STATED PROBLEM A: Copy word for word the part of the article on the Gyan Shala school program starting at "Every morning, in" and ending at "in regular schools.".

READING PASSAGE:
------------------------------------------------------------

How a Programme Started by IIM-A & IRMA Faculty Members Sends Slum Kids to Mainstream Schools

An education programme in nine cities across India is helping out-of-system children join mainstream schools. With interactive lessons and motivated teachers – this is how the students are learning every day.

An education programme in nine cities across India is helping out-of-system children join mainstream schools. With interactive lessons and motivated teachers – this is how the students are learning every day.

Every morning, in several slums across India, school dropouts or children who have not even been to primary school, attend classes that look nothing like those taking place in regular schools.

Located very close to where they live, these classes focus on preparing students for admission into mainstream government schools. Interactive lessons, detailed assessment tests and dedicated teachers help achieve this difficult goal, with many students going on to receive the kind of education they always deserved.

All this is made possible by Gyan Shala, an educational NGO founded by a group of faculty members from IIM Ahmedabad and the Institute of Rural Management Anand (IRMA), in the year 2002.

------------------------------------------------------------

SUPPLIED INFORMATION:
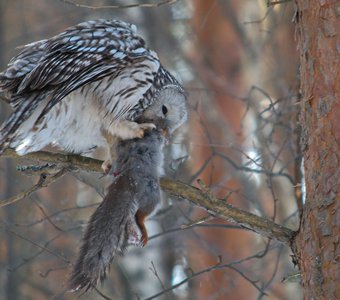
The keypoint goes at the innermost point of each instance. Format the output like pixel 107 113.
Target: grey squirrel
pixel 134 195
pixel 119 219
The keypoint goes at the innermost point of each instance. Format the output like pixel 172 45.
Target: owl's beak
pixel 165 132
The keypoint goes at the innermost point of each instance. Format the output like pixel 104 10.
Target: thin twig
pixel 44 181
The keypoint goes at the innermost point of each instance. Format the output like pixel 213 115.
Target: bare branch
pixel 145 5
pixel 44 181
pixel 213 205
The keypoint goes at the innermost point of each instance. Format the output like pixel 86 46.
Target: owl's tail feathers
pixel 108 233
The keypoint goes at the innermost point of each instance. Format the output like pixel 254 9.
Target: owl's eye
pixel 164 110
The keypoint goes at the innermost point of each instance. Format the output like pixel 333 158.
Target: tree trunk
pixel 317 244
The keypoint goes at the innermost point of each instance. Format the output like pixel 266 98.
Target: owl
pixel 86 88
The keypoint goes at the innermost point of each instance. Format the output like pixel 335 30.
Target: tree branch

------------------------------------------------------------

STATED PROBLEM B: Quote all of the entries that follow the Gyan Shala article above, keeping every line unchanged. Leave the pictures out of your answer.

REPLY A:
Every morning, in several slums across India, school dropouts or children who have not even been to primary school, attend classes that look nothing like those taking place in regular schools.

REPLY B:
The keypoint goes at the innermost point of each instance. Format the output like pixel 107 113.
Target: grey squirrel
pixel 134 195
pixel 119 219
The keypoint goes at the innermost point of each instance. Format the output like pixel 172 45.
Target: owl's beak
pixel 165 132
The keypoint goes at the innermost point of each instance. Format the output like pixel 104 10.
Target: thin twig
pixel 44 181
The keypoint goes at the innermost point of each instance. Format the output like pixel 213 115.
Target: bare branch
pixel 145 5
pixel 44 181
pixel 213 205
The keypoint goes at the innermost point of each instance. Format the output like pixel 86 46.
Target: owl's tail feathers
pixel 108 233
The keypoint goes at the innermost point of each instance. Format the output like pixel 254 9.
Target: owl's eye
pixel 164 110
The keypoint goes at the innermost point of each instance. Format the output like pixel 333 158.
Target: tree trunk
pixel 317 244
The keypoint goes at the innermost point of each instance. Format the output like pixel 266 98.
Target: owl
pixel 86 88
The keypoint goes at the innermost point of each instance. Format the output like pixel 335 30.
Target: tree branch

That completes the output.